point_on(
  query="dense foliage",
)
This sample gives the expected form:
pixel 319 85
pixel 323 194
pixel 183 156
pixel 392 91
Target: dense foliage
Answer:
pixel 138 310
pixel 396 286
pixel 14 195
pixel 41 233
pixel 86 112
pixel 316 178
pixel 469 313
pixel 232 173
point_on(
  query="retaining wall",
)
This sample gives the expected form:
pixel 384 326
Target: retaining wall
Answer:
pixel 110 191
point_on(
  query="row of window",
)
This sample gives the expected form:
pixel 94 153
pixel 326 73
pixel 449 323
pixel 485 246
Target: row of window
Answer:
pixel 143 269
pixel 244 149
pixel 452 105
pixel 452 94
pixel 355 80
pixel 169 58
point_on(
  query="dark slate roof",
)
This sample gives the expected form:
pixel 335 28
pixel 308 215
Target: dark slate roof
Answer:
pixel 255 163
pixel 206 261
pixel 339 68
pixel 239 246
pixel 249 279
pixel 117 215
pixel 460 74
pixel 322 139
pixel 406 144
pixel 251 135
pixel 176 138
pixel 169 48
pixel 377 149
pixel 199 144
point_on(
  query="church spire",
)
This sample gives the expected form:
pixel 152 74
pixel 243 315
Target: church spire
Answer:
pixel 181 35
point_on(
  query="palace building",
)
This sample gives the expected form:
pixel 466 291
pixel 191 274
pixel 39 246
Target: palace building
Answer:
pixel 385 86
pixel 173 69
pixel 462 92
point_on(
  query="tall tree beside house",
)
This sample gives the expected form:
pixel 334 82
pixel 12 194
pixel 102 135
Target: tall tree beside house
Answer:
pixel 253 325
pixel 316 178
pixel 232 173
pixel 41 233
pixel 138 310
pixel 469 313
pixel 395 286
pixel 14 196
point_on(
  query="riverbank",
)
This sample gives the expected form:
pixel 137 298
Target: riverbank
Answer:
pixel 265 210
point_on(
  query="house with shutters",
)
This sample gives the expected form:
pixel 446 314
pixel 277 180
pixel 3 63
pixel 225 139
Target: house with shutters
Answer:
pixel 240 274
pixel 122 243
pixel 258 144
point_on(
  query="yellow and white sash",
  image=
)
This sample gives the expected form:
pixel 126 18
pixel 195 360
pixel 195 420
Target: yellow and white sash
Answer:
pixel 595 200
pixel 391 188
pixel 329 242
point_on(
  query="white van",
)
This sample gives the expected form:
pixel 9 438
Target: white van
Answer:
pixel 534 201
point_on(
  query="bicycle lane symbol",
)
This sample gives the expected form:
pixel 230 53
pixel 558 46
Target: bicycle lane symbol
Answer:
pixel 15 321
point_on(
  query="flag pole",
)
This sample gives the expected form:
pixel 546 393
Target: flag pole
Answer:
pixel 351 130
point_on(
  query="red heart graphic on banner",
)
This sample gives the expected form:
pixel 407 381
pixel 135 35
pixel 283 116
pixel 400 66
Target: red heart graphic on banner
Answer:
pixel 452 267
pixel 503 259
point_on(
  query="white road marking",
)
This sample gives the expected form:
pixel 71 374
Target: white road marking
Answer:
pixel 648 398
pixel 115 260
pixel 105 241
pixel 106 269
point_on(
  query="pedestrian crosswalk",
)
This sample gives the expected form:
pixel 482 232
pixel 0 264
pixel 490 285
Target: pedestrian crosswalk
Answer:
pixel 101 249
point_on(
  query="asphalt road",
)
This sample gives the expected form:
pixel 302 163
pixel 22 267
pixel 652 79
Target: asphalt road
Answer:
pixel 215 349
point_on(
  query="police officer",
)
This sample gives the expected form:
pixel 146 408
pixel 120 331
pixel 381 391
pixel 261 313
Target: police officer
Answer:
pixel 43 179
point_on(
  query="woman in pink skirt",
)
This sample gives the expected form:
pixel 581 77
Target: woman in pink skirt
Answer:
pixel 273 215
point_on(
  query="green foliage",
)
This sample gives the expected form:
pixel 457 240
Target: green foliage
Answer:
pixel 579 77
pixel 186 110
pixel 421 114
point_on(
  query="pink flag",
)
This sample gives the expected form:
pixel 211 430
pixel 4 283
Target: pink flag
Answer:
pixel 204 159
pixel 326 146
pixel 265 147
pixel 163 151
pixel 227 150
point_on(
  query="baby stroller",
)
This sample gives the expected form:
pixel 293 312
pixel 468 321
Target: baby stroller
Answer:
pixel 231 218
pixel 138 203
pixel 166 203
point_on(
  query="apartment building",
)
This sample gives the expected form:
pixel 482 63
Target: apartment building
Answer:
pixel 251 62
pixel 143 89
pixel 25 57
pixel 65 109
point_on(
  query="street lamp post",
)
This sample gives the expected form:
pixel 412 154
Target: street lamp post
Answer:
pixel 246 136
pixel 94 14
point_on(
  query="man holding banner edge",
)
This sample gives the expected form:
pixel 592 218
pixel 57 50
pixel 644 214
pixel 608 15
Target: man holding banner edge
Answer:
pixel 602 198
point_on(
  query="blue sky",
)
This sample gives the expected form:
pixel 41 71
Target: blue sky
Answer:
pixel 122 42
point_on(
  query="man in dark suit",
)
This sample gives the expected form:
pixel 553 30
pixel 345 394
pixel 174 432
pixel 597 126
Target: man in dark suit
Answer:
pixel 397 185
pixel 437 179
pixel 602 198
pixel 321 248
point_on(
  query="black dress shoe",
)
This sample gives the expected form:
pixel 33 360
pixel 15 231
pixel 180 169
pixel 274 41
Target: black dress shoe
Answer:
######
*Задание*:
Преобразуй часть записей от самого начала до строки с «pixel 199 144» включительно в таблицу Markdown со столбцами «Номер» и «Строка». Пустые строки пропусти.

*Ответ*:
| Номер | Строка |
|---|---|
| 1 | point_on( |
| 2 |   query="dense foliage", |
| 3 | ) |
| 4 | This sample gives the expected form: |
| 5 | pixel 319 85 |
| 6 | pixel 323 194 |
| 7 | pixel 183 156 |
| 8 | pixel 392 91 |
| 9 | Target: dense foliage |
| 10 | Answer: |
| 11 | pixel 138 310 |
| 12 | pixel 396 286 |
| 13 | pixel 14 195 |
| 14 | pixel 41 233 |
| 15 | pixel 86 112 |
| 16 | pixel 316 178 |
| 17 | pixel 469 313 |
| 18 | pixel 232 173 |
| 19 | point_on( |
| 20 |   query="retaining wall", |
| 21 | ) |
| 22 | This sample gives the expected form: |
| 23 | pixel 384 326 |
| 24 | Target: retaining wall |
| 25 | Answer: |
| 26 | pixel 110 191 |
| 27 | point_on( |
| 28 |   query="row of window", |
| 29 | ) |
| 30 | This sample gives the expected form: |
| 31 | pixel 94 153 |
| 32 | pixel 326 73 |
| 33 | pixel 449 323 |
| 34 | pixel 485 246 |
| 35 | Target: row of window |
| 36 | Answer: |
| 37 | pixel 143 269 |
| 38 | pixel 244 149 |
| 39 | pixel 452 105 |
| 40 | pixel 452 94 |
| 41 | pixel 355 80 |
| 42 | pixel 169 58 |
| 43 | point_on( |
| 44 |   query="dark slate roof", |
| 45 | ) |
| 46 | This sample gives the expected form: |
| 47 | pixel 335 28 |
| 48 | pixel 308 215 |
| 49 | Target: dark slate roof |
| 50 | Answer: |
| 51 | pixel 255 163 |
| 52 | pixel 206 261 |
| 53 | pixel 339 68 |
| 54 | pixel 239 246 |
| 55 | pixel 249 279 |
| 56 | pixel 117 215 |
| 57 | pixel 460 74 |
| 58 | pixel 322 139 |
| 59 | pixel 406 144 |
| 60 | pixel 251 135 |
| 61 | pixel 176 138 |
| 62 | pixel 169 48 |
| 63 | pixel 377 149 |
| 64 | pixel 199 144 |